**Registros de anotación de contornos:**
◆ ◆ ◆ ◆ ◆ ◆ ◆

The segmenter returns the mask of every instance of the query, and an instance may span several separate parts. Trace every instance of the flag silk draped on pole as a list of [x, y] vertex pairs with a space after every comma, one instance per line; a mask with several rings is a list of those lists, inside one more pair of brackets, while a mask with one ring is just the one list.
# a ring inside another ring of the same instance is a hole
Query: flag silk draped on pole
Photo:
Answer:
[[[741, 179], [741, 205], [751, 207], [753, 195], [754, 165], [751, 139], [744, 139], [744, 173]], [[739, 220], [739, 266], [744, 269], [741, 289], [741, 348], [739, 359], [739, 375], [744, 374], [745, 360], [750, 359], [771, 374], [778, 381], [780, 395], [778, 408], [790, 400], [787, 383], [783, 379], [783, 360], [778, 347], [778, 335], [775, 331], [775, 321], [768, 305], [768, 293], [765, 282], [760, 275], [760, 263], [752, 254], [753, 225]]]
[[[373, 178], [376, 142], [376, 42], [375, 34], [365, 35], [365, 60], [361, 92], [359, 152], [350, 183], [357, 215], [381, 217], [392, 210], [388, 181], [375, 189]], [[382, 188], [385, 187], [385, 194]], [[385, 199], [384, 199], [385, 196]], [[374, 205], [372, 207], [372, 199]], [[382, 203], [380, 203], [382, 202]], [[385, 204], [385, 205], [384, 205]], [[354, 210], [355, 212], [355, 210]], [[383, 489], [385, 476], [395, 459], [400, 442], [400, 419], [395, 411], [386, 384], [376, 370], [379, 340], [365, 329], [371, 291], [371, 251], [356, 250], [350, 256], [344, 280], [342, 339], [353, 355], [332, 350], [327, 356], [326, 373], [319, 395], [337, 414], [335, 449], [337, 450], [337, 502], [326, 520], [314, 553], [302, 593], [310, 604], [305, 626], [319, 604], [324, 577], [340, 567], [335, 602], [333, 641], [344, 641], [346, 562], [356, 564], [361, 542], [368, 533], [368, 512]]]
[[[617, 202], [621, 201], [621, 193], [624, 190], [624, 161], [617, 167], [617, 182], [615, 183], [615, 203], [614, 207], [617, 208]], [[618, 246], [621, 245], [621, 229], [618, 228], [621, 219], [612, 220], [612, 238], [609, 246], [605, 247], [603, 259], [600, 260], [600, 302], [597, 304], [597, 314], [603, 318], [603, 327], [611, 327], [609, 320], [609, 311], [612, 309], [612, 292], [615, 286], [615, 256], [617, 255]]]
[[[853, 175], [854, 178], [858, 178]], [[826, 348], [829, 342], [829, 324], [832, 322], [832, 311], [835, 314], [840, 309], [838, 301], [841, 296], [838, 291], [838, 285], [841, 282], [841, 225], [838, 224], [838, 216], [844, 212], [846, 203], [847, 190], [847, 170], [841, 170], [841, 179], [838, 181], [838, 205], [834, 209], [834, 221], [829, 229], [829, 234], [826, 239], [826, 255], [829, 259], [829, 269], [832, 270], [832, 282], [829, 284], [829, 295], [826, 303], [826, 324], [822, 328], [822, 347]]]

◆ ◆ ◆ ◆ ◆ ◆ ◆

**TAREA A REALIZAR:** Recopila todas las líneas de arriba que contengan la palabra "inside".

**RESPUESTA DEL EJERCICIO:**
The segmenter returns the mask of every instance of the query, and an instance may span several separate parts. Trace every instance of the flag silk draped on pole as a list of [x, y] vertex pairs with a space after every comma, one instance per line; a mask with several rings is a list of those lists, inside one more pair of brackets, while a mask with one ring is just the one list.
# a ring inside another ring of the same instance is a hole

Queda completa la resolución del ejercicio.